[Position annotation lines]

## start

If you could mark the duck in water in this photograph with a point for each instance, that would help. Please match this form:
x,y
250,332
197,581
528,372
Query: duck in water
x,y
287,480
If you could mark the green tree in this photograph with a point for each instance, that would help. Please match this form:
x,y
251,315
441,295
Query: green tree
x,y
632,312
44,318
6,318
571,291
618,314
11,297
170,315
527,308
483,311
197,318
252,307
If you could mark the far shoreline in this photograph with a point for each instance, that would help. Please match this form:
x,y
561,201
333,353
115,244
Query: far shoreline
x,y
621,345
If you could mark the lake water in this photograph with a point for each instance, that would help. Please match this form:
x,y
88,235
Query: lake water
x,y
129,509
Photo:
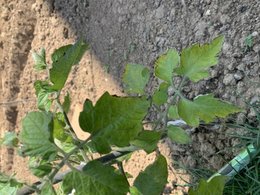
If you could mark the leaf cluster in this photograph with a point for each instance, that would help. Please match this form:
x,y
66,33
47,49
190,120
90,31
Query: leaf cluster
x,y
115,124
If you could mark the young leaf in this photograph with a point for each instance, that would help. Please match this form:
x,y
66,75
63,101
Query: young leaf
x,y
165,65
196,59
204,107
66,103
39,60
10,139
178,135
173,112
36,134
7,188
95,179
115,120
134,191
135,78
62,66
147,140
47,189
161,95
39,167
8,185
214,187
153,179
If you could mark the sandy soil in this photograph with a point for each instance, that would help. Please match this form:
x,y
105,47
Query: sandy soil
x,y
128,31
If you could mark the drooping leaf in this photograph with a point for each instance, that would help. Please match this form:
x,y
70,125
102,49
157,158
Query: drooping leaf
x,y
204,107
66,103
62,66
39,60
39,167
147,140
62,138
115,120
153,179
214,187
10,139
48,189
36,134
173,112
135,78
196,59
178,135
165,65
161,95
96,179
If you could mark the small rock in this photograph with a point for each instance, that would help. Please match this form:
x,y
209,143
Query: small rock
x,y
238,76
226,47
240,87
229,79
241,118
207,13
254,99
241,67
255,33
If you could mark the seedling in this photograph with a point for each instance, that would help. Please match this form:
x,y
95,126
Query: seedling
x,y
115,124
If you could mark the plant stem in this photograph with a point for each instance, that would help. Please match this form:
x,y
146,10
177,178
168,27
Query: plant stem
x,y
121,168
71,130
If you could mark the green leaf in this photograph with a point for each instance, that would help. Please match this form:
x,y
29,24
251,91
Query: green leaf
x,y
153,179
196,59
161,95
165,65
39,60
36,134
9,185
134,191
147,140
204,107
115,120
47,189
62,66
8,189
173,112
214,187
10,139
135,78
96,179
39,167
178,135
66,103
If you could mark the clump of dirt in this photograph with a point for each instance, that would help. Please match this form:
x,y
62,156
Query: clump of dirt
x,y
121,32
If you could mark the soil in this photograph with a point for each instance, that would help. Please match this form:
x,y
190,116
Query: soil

## end
## start

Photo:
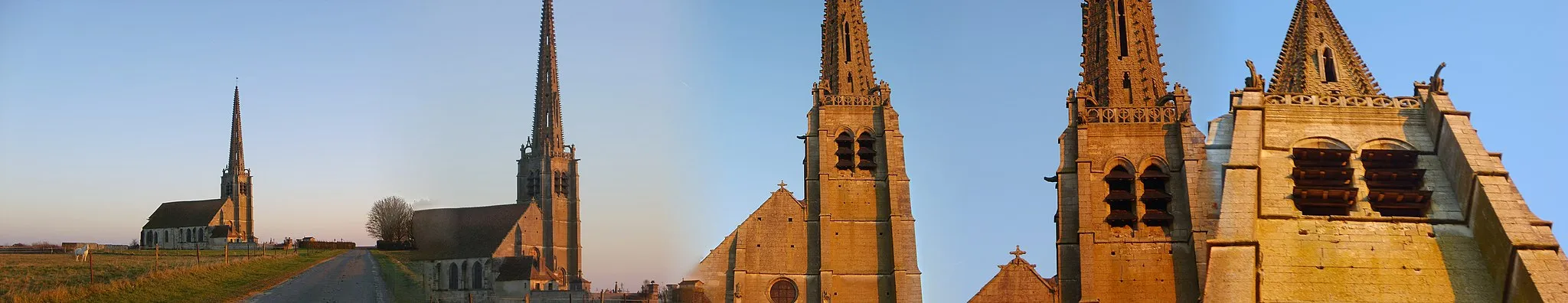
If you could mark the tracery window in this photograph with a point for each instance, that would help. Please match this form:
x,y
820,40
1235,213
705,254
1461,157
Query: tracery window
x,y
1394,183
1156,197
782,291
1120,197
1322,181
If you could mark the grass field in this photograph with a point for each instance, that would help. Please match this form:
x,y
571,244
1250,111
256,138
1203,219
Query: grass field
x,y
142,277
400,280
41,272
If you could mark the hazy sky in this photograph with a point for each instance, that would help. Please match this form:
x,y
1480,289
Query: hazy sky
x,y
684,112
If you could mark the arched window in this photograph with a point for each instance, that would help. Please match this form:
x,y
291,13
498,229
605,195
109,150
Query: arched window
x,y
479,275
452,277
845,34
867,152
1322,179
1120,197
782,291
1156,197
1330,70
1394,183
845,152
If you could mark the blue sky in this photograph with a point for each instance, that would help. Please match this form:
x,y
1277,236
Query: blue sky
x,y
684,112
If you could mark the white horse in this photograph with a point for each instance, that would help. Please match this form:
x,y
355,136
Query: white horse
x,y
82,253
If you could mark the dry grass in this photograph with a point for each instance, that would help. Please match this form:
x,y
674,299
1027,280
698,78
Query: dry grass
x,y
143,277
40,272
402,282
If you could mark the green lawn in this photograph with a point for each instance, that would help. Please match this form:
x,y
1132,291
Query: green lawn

## end
## start

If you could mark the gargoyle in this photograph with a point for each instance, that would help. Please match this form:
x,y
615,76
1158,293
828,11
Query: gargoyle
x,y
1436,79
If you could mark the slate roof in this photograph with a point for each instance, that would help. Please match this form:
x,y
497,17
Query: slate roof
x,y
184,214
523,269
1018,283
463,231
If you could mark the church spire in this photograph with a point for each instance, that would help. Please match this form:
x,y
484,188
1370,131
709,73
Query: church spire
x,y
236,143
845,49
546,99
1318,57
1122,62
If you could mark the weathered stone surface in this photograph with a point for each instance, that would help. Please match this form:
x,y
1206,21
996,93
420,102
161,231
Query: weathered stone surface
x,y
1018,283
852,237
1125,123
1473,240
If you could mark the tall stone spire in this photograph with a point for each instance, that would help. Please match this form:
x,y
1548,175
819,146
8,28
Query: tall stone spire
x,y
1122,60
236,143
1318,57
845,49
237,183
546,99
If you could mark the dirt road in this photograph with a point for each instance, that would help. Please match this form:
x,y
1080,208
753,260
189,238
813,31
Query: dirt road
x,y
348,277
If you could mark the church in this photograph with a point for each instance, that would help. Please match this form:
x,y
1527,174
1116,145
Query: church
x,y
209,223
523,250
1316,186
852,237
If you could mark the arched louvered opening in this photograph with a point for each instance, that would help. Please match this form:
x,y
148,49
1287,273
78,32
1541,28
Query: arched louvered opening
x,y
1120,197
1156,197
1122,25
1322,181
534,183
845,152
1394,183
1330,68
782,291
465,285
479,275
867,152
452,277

## end

The task: Reproduce the lines above verbatim, beginning with the line containing "If you could mark the dry" and continuing through the line containing "Query: green lawn", both included.

Reply to the task:
If you could mark the dry grass in this photograph with a point for each instance, that would help. Please match this form:
x,y
674,299
1027,280
698,78
Query: dry grass
x,y
143,277
40,272
402,282
If you could mark the green lawn in this photograph with a point for each instance, that would help. Please match this form:
x,y
1132,291
Query: green lawn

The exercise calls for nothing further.